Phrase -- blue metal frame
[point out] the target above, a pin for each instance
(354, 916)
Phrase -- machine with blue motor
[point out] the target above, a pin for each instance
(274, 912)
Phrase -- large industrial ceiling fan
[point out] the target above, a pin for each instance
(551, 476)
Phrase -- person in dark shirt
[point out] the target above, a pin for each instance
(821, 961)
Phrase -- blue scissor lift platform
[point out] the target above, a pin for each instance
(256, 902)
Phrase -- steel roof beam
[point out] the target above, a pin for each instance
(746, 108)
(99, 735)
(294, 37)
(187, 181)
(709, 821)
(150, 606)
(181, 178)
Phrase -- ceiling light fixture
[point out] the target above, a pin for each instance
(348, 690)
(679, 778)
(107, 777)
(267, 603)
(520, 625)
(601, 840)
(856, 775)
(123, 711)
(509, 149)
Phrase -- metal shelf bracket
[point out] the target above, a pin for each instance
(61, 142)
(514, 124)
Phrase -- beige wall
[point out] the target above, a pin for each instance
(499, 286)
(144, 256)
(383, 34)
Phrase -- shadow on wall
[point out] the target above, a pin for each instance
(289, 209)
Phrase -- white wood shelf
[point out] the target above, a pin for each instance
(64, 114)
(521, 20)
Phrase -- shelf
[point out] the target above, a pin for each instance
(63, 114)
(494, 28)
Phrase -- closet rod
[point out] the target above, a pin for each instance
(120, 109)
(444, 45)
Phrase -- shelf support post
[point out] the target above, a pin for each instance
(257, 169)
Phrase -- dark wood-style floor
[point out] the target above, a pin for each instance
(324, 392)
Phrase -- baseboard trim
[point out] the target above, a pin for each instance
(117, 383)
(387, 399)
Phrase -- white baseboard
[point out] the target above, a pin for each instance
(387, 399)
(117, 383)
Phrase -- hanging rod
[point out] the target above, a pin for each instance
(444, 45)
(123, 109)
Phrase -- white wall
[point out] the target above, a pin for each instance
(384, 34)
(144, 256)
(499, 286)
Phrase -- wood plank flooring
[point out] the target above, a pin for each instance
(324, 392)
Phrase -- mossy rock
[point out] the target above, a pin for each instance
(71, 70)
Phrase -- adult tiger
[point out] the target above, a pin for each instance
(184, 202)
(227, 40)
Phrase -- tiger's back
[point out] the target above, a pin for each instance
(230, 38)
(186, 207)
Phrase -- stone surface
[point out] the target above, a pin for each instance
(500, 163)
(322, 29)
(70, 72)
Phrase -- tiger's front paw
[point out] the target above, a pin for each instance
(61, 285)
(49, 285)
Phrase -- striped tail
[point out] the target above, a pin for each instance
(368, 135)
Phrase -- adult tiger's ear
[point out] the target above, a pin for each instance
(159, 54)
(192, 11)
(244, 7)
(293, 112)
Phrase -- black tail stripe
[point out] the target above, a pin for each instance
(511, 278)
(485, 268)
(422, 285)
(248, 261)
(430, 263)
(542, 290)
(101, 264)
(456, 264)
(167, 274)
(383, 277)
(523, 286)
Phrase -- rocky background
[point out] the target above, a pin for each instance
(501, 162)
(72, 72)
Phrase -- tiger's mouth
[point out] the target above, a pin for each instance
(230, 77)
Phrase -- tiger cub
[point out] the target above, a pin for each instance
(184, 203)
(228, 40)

::::

▶ _To be done_: Copy out all of the records above word for word, keeping every line unchanged and in its original order.

▶ _Solved exercise_:
Phrase -- blue metal frame
[point out] the target above, a pin for each instance
(354, 916)
Phrase -- machine with blue motor
[point out] the target above, a pin for each instance
(274, 912)
Phrase -- large industrial ceiling fan
[point out] the target above, a pin for each instance
(551, 476)
Phrase -- person in dark shirt
[point out] the target above, a pin for each instance
(821, 961)
Phrase -- blue scissor lift platform
[point out] the target above, a pin for each instance
(256, 902)
Phrase -- steel roof beam
[point out] the target above, a pin for each instance
(746, 108)
(99, 735)
(294, 37)
(187, 181)
(709, 821)
(150, 606)
(181, 178)
Phrase -- ceiling light fixture
[point out] the target above, a pin for each instance
(348, 690)
(679, 778)
(107, 777)
(267, 603)
(520, 625)
(601, 840)
(856, 775)
(123, 711)
(509, 149)
Phrase -- metal shelf bracket
[point out] the target above, a pin for each instance
(61, 142)
(514, 124)
Phrase -- beige wall
[point out] the target above, a pin for each instance
(499, 286)
(144, 256)
(383, 34)
Phrase -- shadow on wall
[point out] the target above, a pin for each instance
(289, 209)
Phrase -- white wood shelf
[point out] the target above, a pin for each instance
(64, 114)
(521, 20)
Phrase -- shelf
[point out] the target above, a pin for each instance
(63, 114)
(494, 28)
Phrase -- closet rod
[point out] the target above, a pin for each instance
(120, 109)
(444, 45)
Phrase -- shelf support post
[point out] the target above, a pin for each instance
(257, 169)
Phrase -- dark wood-style floor
[point out] the target above, a pin for each instance
(324, 392)
Phrase -- baseboard trim
[point out] the target above, a pin for each instance
(117, 383)
(387, 399)
Phrase -- white baseboard
[point out] the target above, a pin for each instance
(387, 399)
(117, 383)
Phrase -- hanging rod
[point out] the target above, a pin for each instance
(444, 45)
(123, 109)
Phrase -- white wall
[point out] the target above, a pin for each instance
(384, 34)
(144, 256)
(499, 286)
Phrase -- wood plank flooring
[point out] the target above, a pin for each instance
(324, 392)
Phrase -- mossy rock
[point out] the target above, a pin for each instance
(71, 70)
Phrase -- adult tiger
[point out] the target above, a pin for each instance
(184, 202)
(227, 40)
Phrase -- tiger's back
[point out] the target above, a pin for each instance
(230, 38)
(186, 207)
Phrase -- stone surface
[point out] the target above, a pin for each instance
(500, 163)
(322, 29)
(70, 72)
Phrase -- tiger's front paw
[point out] the target above, a pin for each instance
(61, 285)
(49, 285)
Phrase -- striped tail
[point out] the target above, a pin for each instance
(368, 135)
Phrase -- adult tiger's ear
[point out] the target above, a pin for each instance
(159, 54)
(192, 11)
(244, 7)
(293, 112)
Phrase -- black tail stripe
[point out] the target above, a pin for each instance
(511, 278)
(485, 268)
(422, 285)
(248, 261)
(430, 263)
(542, 290)
(101, 264)
(456, 264)
(167, 274)
(383, 277)
(523, 286)
Phrase -- rocky background
[point out] the target above, a pin for each instance
(501, 162)
(72, 72)
Phrase -- tiger's mouth
[point out] the target above, a pin for each instance
(230, 77)
Phrase -- tiger cub
[point out] the target above, a pin for each instance
(184, 203)
(228, 40)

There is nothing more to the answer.